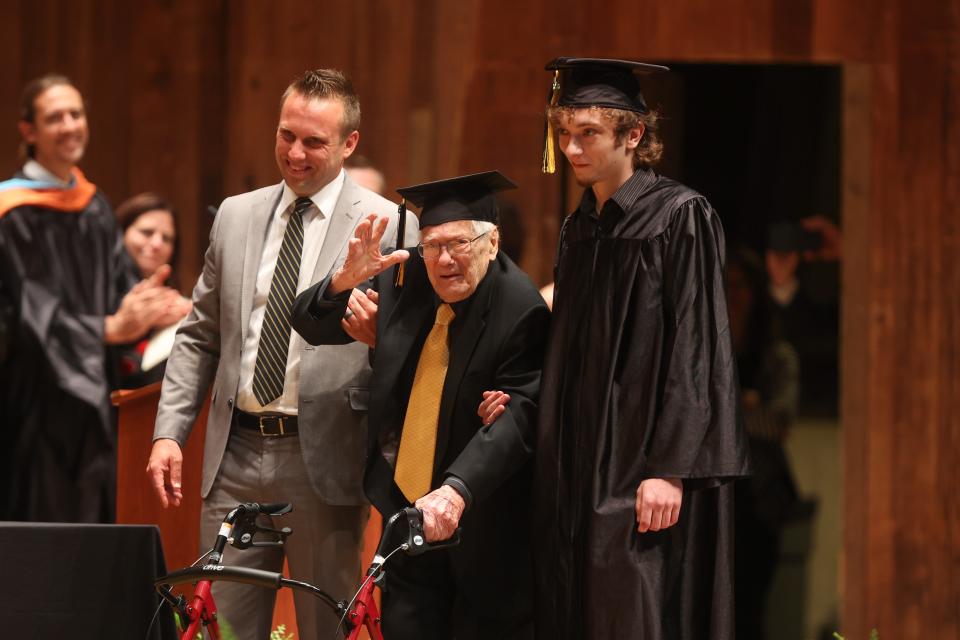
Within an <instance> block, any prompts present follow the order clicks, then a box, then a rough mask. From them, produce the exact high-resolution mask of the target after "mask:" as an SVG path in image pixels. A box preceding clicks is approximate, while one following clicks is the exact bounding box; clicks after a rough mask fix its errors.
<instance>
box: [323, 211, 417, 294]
mask: <svg viewBox="0 0 960 640" xmlns="http://www.w3.org/2000/svg"><path fill="white" fill-rule="evenodd" d="M388 223H389V220H388V219H387V218H379V219H378V218H377V216H376V215H375V214H370V215H369V216H367V217H366V218H364V219H363V220H362V221H361V222H360V224H358V225H357V228H356V231H355V232H354V234H353V238H351V239H350V246H349V248H348V250H347V258H346V260H344V262H343V265H341V266H340V268H339V269H338V270H337V272H336V273H335V274H334V275H333V278H331V280H330V286H329V287H328V291H329V293H330V294H331V295H336V294H338V293H340V292H342V291H346V290H347V289H353V288H354V287H356V286H357V285H359V284H361V283H362V282H366V281H367V280H369V279H370V278H372V277H373V276H375V275H377V274H378V273H381V272H383V271H386V270H387V269H389V268H390V267H392V266H394V265H396V264H400V263H401V262H403V261H404V260H406V259H407V258H409V257H410V253H409V252H408V251H405V250H404V249H399V250H397V251H394V252H393V253H391V254H388V255H383V253H381V252H380V241H381V240H382V239H383V234H384V232H386V230H387V224H388Z"/></svg>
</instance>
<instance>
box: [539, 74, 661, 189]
mask: <svg viewBox="0 0 960 640" xmlns="http://www.w3.org/2000/svg"><path fill="white" fill-rule="evenodd" d="M546 69H547V71H553V82H552V83H551V85H550V94H549V96H548V98H547V103H548V105H549V106H551V107H556V106H560V107H609V108H612V109H624V110H626V111H636V112H639V113H647V111H649V109H648V108H647V102H646V100H644V99H643V93H642V92H641V91H640V81H639V80H638V76H641V75H647V74H651V73H658V72H661V71H669V70H670V69H668V68H667V67H664V66H662V65H659V64H646V63H644V62H634V61H632V60H615V59H612V58H566V57H564V58H554V59H553V60H551V61H550V62H548V63H547V66H546ZM543 138H544V140H543V165H542V169H543V172H544V173H553V172H554V171H556V157H555V156H556V151H555V150H554V148H553V127H552V125H551V124H550V118H549V117H547V122H546V124H545V125H544V132H543Z"/></svg>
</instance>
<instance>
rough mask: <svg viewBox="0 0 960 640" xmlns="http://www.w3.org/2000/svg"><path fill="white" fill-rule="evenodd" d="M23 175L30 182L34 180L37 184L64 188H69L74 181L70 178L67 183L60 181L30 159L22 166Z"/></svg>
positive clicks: (73, 179)
mask: <svg viewBox="0 0 960 640" xmlns="http://www.w3.org/2000/svg"><path fill="white" fill-rule="evenodd" d="M23 175H25V176H27V177H28V178H30V179H31V180H36V181H38V182H52V183H53V184H59V185H63V186H64V187H69V186H72V185H73V182H74V179H73V178H72V177H71V178H70V181H69V182H65V181H63V180H61V179H60V178H59V177H57V176H55V175H53V174H52V173H50V171H48V170H47V168H46V167H45V166H43V165H42V164H40V163H39V162H37V161H36V160H34V159H33V158H30V159H29V160H27V161H26V162H25V163H24V165H23Z"/></svg>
-=-=-
PROBLEM DESCRIPTION
If a line of the listing above holds the string "rough", copy it.

ANSWER TO THIS PROBLEM
Within an <instance> block, any prompts present follow the order clicks, then a box, then a rough mask. From them, produce the exact high-resolution mask of the target after "mask:" as an SVG path in image pixels. A box preceding clicks is approximate, while one following clicks is the exact bounding box; clicks after a rough mask fix its errors.
rough mask: <svg viewBox="0 0 960 640" xmlns="http://www.w3.org/2000/svg"><path fill="white" fill-rule="evenodd" d="M23 175L30 182L34 180L37 184L64 188H69L74 181L70 178L67 183L60 181L30 159L22 166Z"/></svg>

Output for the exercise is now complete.